• Goal
Please print the full listing exactly.

• Input rows
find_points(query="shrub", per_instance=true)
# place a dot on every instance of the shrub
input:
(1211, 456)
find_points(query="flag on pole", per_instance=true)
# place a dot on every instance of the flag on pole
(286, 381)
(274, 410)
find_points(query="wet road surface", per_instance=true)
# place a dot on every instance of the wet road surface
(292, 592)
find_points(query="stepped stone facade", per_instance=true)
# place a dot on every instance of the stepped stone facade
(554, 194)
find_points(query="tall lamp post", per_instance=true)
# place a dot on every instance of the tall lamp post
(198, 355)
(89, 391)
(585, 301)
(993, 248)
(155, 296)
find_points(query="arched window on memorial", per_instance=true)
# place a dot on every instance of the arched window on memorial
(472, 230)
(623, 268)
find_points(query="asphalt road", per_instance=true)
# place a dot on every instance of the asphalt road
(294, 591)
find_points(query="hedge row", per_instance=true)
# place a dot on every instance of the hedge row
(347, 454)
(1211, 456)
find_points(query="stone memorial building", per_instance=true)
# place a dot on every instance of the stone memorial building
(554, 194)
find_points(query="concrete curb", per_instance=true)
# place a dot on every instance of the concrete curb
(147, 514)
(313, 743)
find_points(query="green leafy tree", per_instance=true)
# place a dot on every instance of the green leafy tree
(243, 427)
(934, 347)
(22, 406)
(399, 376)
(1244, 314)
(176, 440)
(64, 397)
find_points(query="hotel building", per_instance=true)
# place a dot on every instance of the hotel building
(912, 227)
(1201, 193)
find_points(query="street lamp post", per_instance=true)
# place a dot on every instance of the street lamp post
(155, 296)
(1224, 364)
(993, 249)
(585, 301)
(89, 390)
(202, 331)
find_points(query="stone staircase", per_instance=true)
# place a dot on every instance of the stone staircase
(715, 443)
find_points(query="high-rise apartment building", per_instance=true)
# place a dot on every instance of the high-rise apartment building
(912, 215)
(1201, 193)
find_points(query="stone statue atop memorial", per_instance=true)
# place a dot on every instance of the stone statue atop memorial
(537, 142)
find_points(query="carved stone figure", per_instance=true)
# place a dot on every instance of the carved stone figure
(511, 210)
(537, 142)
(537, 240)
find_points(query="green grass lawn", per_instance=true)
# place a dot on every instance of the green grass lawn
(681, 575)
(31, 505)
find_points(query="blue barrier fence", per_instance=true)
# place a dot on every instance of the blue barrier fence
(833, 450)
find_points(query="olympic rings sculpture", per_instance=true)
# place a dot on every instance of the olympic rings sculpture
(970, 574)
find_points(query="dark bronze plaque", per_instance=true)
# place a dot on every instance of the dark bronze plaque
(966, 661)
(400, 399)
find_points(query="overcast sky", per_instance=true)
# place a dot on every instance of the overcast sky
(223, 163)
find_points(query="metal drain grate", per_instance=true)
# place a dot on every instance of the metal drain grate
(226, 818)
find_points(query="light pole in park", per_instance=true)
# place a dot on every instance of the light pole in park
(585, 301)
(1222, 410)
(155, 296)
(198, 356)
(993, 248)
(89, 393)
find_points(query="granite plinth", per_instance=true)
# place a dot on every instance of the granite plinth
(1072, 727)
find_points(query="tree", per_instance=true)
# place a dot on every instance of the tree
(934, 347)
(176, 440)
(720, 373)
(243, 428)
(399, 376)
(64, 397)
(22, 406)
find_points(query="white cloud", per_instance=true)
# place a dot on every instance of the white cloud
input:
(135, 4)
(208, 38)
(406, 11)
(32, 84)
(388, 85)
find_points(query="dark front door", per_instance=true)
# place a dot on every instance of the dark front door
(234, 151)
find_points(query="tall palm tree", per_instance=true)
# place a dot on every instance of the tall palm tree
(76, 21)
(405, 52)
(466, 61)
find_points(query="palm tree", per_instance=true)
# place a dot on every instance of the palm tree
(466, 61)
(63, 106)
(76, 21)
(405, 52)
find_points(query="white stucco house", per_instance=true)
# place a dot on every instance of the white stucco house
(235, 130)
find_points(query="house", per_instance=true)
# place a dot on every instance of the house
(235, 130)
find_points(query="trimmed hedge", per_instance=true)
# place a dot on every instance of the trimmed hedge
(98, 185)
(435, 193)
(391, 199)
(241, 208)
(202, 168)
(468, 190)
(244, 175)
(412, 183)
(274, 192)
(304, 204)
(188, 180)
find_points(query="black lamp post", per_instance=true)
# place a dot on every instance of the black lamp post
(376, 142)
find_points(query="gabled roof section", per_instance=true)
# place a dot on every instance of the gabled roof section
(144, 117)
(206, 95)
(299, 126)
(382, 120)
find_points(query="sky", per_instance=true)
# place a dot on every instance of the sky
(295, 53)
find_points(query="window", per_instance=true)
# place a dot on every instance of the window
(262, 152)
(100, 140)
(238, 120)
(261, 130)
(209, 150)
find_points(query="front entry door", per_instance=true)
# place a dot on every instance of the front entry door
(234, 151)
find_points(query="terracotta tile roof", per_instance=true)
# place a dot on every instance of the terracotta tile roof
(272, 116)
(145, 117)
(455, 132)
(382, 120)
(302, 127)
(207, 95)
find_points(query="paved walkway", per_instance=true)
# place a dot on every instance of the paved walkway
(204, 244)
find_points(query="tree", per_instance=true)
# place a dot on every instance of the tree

• Output
find_points(query="shrub", per_instance=true)
# place a dot on every instance of the shrub
input:
(1211, 456)
find_points(query="flag on pole", per_instance=true)
# place a dot on every instance of the flag on pole
(286, 381)
(274, 410)
find_points(query="wet road surface", per_instance=true)
# place a dot on every instance of the wet road surface
(292, 592)
find_points(query="stepped stone facade", per_instance=true)
# place a dot on every instance of the stepped stone facade
(554, 194)
find_points(query="tall lamp post", per_instance=true)
# place a dot on every instance of the tall lamp post
(198, 355)
(89, 391)
(585, 301)
(993, 248)
(155, 296)
find_points(query="arched window on memorial", per_instance=true)
# place a dot on every instance of the arched window on memorial
(472, 230)
(623, 268)
find_points(query="asphalt road", per_instance=true)
# place a dot on every instance of the asphalt road
(294, 591)
find_points(query="hedge row", per_instance=true)
# place a dot on every instance of the hedge row
(347, 454)
(1211, 456)
find_points(query="stone memorial building", per_instance=true)
# place a dot on every instance of the stone memorial building
(554, 194)
find_points(query="concrete curb", per_instance=true)
# place a dot on every instance of the concrete curb
(147, 514)
(313, 743)
find_points(query="green leafy tree", per_instance=true)
# place a dot on every instance of the green leafy tree
(243, 427)
(934, 347)
(22, 406)
(399, 376)
(1244, 314)
(176, 440)
(64, 397)
find_points(query="hotel building", per_instance=true)
# place a dot on every instance of the hotel building
(912, 227)
(1201, 193)
find_points(query="street lamp post", per_instance=true)
# place a dot on every instance of the street lamp post
(155, 296)
(1224, 364)
(993, 249)
(585, 301)
(89, 390)
(202, 331)
find_points(query="stone staircase", per_instance=true)
# place a dot on every instance of the stone staircase
(715, 443)
find_points(query="high-rise apartment building", per_instance=true)
# place a dot on every instance of the high-rise apartment building
(912, 215)
(1201, 193)
find_points(query="stone statue atop memorial", per_instance=true)
# place a dot on every instance of the stone statue atop memorial
(537, 142)
find_points(query="carved stone figure", per_instance=true)
# place a dot on every instance of the carved stone figure
(511, 210)
(537, 142)
(537, 240)
find_points(query="green grass lawn", per_instance=true)
# place a dot on every instance of the green grass lawn
(681, 575)
(31, 505)
find_points(query="blue barrier fence", per_instance=true)
# place a dot on every instance of the blue barrier fence
(833, 450)
find_points(query="olympic rings sculpture", per_instance=true)
# place a dot on every instance of the olympic rings sculpture
(970, 574)
find_points(query="dark bronze plaque", per_instance=true)
# place a dot on every instance of the dark bronze plaque
(966, 661)
(400, 399)
find_points(query="overcast sky", per_instance=true)
# place a dot on every instance of the overcast sky
(223, 163)
find_points(query="metal drain grate", per_instance=true)
# place a dot on every instance of the metal drain grate
(226, 818)
find_points(query="light pole in park", per_instance=true)
# place a dot on every instance of the light pole in park
(585, 301)
(1222, 410)
(155, 296)
(198, 356)
(993, 248)
(89, 393)
find_points(query="granite plinth", per_instance=true)
# place a dot on every instance of the granite plinth
(1072, 727)
find_points(query="tree", per_instance=true)
# place a dot on every instance of the tree
(934, 347)
(176, 440)
(720, 373)
(243, 428)
(399, 376)
(64, 397)
(22, 406)
find_points(query="white cloud", per_instance=true)
# place a dot on every instance of the white cloud
input:
(135, 4)
(208, 38)
(406, 11)
(32, 84)
(388, 85)
find_points(query="dark front door", per_instance=true)
# place a dot on every instance of the dark front door
(234, 151)
find_points(query="tall palm tree", per_instance=true)
# place a dot on every instance of the tall palm tree
(76, 21)
(405, 52)
(466, 61)
find_points(query="palm tree", per_instance=true)
# place a dot on every instance of the palm tree
(466, 61)
(63, 106)
(76, 21)
(405, 52)
find_points(query="white stucco house", per_instance=true)
# place a dot on every instance of the white stucco house
(235, 130)
find_points(query="house", per_instance=true)
# place a dot on every instance of the house
(235, 130)
find_points(query="trimmed hedge", per_instance=true)
# place a dot on every instance of the trimmed hedge
(98, 185)
(435, 193)
(391, 199)
(241, 208)
(202, 168)
(468, 190)
(244, 175)
(412, 183)
(274, 192)
(304, 204)
(188, 180)
find_points(query="black lamp post", per_instance=true)
# place a dot on every instance of the black lamp post
(376, 142)
find_points(query="gabled roof section", per_instance=true)
# place a dot on every instance of the gabled roof section
(144, 117)
(206, 95)
(299, 126)
(382, 120)
find_points(query="sky", per_instance=true)
# place a dot on every instance of the sky
(295, 53)
find_points(query="window", per_instance=true)
# place a dot on every instance of the window
(262, 152)
(100, 140)
(238, 120)
(261, 130)
(209, 150)
find_points(query="front entry door", per_instance=true)
# place a dot on every instance of the front entry door
(234, 151)
find_points(query="terracotta tile roof", per_instance=true)
# place a dot on every instance of the terracotta tile roof
(272, 116)
(145, 117)
(455, 132)
(382, 120)
(302, 127)
(207, 95)
find_points(query="paved walkway", per_instance=true)
# place a dot on every instance of the paved walkway
(204, 244)
find_points(query="tree", per_instance=true)
# place a dot on every instance of the tree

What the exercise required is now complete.